■ GOAL ■
In the data below, how many lines contain the string "younger", with case counting? Reply with the number alone.

■ SUPPLIED MATERIAL ■
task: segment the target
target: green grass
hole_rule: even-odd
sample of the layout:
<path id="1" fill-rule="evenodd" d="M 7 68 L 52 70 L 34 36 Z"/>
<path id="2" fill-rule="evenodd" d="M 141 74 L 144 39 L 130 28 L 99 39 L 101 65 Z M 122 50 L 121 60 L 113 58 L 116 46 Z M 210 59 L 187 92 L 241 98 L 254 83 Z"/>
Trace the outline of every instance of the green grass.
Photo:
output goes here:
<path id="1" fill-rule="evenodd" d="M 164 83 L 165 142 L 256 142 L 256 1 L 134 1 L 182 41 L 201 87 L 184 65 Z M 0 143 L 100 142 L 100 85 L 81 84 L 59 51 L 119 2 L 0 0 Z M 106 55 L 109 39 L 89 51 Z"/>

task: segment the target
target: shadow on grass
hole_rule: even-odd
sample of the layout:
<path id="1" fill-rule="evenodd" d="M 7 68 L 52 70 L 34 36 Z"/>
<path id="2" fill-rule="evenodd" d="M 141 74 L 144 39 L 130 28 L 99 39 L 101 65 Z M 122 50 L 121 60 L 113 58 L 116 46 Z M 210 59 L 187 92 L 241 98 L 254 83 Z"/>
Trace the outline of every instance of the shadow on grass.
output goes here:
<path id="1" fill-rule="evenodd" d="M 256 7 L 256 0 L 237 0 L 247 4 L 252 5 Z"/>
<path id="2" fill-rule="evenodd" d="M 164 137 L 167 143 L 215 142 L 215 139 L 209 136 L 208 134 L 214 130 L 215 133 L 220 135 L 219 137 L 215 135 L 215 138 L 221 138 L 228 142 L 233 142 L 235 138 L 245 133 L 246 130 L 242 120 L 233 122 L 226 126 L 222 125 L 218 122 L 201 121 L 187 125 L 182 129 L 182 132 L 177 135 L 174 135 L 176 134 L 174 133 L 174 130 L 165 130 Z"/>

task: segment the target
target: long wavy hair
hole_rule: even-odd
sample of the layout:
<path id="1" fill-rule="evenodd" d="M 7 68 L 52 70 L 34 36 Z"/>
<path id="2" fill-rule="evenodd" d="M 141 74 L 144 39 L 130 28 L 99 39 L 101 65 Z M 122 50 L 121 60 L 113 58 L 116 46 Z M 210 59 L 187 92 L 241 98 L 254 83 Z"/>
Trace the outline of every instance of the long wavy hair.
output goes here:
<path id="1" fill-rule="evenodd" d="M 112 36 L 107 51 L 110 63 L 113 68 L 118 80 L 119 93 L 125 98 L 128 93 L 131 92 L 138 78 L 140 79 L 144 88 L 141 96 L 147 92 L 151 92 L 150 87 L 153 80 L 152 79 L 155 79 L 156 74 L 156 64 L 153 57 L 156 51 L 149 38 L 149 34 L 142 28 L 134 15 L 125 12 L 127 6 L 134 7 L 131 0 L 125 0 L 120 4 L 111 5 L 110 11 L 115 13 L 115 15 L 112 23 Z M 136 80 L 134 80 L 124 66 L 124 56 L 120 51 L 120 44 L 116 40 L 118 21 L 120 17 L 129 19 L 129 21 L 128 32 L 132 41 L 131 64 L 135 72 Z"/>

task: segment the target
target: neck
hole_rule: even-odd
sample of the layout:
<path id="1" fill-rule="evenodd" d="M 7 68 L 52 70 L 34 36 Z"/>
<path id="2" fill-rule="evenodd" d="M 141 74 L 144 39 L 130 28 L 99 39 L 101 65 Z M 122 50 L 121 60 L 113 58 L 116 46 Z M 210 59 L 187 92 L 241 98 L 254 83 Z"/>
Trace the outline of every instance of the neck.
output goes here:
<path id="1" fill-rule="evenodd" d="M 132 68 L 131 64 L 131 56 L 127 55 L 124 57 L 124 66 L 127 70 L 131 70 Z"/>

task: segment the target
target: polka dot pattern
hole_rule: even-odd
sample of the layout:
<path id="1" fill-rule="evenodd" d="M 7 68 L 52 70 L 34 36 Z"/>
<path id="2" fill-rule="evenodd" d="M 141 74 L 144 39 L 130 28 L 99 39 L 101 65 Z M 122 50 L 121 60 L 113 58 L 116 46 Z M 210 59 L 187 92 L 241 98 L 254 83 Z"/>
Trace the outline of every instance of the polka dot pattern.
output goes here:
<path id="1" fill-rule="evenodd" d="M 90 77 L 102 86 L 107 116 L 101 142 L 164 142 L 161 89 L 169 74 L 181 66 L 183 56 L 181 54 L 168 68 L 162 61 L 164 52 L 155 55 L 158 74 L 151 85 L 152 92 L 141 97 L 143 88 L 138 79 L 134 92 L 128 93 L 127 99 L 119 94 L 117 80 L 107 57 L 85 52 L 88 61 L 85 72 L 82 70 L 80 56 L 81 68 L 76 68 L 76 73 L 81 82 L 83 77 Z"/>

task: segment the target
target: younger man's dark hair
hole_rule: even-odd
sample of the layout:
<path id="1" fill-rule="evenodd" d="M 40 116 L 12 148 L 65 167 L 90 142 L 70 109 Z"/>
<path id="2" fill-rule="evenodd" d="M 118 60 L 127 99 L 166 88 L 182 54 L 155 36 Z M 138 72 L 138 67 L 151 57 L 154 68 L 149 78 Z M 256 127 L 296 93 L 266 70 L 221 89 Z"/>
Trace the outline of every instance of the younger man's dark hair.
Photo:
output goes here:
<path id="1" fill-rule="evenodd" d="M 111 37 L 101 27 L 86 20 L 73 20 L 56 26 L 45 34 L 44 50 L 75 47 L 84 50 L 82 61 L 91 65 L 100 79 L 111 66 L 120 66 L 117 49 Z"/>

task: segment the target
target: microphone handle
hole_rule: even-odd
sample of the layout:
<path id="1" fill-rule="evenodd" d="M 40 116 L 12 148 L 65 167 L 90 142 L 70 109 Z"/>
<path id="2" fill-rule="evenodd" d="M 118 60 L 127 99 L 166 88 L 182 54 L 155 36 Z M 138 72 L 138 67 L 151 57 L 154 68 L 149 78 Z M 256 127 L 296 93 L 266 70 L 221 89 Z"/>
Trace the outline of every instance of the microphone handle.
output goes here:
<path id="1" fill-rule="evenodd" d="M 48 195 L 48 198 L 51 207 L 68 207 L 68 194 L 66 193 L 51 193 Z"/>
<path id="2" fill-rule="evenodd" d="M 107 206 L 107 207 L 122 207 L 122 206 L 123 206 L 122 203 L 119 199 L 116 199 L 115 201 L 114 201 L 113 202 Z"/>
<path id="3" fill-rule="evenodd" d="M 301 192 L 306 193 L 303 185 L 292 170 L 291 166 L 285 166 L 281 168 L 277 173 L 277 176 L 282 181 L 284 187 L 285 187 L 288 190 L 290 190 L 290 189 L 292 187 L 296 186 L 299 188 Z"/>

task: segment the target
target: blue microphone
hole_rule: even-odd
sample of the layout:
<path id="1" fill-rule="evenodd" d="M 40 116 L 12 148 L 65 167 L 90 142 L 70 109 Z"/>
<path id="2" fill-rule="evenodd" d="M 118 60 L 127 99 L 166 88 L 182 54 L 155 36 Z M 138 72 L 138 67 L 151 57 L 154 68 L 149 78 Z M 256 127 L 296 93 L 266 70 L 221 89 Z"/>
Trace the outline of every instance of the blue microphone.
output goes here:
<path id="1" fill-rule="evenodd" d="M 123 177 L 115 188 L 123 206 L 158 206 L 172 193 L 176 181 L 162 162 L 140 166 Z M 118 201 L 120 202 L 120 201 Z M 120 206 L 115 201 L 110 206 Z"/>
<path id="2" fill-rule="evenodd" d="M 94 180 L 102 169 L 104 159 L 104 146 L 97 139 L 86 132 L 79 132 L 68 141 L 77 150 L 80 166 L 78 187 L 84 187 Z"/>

■ ANSWER ■
2